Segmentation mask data
■ ■ ■ ■
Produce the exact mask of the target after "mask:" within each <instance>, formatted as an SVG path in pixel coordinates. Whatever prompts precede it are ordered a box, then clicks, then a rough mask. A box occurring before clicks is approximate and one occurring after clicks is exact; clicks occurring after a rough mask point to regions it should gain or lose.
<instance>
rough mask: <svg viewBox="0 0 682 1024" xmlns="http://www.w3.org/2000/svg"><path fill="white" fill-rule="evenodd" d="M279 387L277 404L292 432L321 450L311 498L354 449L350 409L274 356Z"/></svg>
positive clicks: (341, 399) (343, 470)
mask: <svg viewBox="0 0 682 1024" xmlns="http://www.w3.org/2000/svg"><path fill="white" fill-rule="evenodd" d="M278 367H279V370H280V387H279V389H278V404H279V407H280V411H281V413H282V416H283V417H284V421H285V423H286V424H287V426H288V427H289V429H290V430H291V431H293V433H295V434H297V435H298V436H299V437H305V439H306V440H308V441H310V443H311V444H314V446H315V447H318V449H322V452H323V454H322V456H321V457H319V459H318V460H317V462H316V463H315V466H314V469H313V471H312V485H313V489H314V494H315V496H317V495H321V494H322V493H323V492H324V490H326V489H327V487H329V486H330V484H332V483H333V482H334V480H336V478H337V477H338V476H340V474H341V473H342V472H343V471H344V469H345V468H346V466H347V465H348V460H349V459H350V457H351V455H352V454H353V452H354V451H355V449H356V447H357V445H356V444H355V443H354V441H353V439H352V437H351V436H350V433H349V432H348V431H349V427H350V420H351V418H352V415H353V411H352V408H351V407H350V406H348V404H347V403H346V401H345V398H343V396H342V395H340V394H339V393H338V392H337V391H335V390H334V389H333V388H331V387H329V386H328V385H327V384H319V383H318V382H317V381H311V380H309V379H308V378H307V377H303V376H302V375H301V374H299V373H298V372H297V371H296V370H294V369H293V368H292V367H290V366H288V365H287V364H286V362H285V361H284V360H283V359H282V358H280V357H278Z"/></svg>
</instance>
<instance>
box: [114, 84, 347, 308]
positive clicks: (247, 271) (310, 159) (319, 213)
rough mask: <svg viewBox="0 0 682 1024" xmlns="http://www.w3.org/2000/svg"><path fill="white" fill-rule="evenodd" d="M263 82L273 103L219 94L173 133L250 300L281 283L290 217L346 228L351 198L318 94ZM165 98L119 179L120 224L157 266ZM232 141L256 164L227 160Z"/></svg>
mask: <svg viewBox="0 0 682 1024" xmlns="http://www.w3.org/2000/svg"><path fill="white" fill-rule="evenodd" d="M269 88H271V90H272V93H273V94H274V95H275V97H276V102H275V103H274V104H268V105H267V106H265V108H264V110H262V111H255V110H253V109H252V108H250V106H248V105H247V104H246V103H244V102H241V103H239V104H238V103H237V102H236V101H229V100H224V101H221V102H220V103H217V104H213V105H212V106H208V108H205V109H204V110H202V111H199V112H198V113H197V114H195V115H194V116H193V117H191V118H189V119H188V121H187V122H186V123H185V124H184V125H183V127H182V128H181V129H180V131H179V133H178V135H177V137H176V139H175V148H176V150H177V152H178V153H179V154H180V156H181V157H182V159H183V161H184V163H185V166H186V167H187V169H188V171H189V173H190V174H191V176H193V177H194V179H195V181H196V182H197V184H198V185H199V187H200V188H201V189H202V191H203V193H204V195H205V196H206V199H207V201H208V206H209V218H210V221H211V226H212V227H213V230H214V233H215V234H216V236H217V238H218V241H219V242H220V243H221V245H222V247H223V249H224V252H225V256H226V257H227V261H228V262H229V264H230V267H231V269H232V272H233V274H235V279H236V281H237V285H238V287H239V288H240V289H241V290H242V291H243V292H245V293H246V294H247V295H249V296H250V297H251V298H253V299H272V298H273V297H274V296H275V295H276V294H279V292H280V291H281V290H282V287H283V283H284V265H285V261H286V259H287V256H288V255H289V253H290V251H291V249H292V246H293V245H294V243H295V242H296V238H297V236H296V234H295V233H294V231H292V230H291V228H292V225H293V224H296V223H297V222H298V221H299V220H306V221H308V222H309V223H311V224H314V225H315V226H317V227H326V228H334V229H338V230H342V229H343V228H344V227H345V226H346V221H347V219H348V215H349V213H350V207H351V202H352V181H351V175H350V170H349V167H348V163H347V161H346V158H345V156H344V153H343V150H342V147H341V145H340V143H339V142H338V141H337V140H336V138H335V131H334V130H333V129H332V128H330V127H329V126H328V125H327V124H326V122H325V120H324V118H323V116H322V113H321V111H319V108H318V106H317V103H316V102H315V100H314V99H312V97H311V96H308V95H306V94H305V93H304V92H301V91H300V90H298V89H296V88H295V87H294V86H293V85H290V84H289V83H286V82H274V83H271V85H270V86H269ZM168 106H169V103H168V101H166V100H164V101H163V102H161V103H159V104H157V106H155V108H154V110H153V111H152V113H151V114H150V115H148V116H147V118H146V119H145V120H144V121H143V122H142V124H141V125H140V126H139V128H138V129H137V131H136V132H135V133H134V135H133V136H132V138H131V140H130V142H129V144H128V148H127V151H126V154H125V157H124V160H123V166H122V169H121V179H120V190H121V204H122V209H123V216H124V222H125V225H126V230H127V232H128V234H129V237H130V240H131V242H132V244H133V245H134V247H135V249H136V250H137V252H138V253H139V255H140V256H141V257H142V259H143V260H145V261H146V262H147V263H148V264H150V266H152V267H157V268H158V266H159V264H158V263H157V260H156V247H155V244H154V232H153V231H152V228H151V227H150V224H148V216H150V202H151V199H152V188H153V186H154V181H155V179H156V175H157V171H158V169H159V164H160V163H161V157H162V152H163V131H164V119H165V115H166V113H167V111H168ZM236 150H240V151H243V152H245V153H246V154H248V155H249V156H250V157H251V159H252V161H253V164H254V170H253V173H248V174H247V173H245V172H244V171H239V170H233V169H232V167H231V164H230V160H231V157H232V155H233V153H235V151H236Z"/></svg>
■ ■ ■ ■
- EXERCISE GOAL:
Copy out everything in the entries above, from the line that contains "</instance>" down to the line that contains "82L273 103L219 94L173", including both of those lines.

- TASK SOLUTION:
</instance>
<instance>
box: [114, 84, 347, 308]
positive clicks: (247, 271) (310, 159) (319, 213)
rough mask: <svg viewBox="0 0 682 1024" xmlns="http://www.w3.org/2000/svg"><path fill="white" fill-rule="evenodd" d="M263 82L273 103L219 94L173 133L250 300L281 283L290 217L346 228L351 198L318 94ZM165 98L119 179L120 224L157 266ZM232 141L256 164L227 160Z"/></svg>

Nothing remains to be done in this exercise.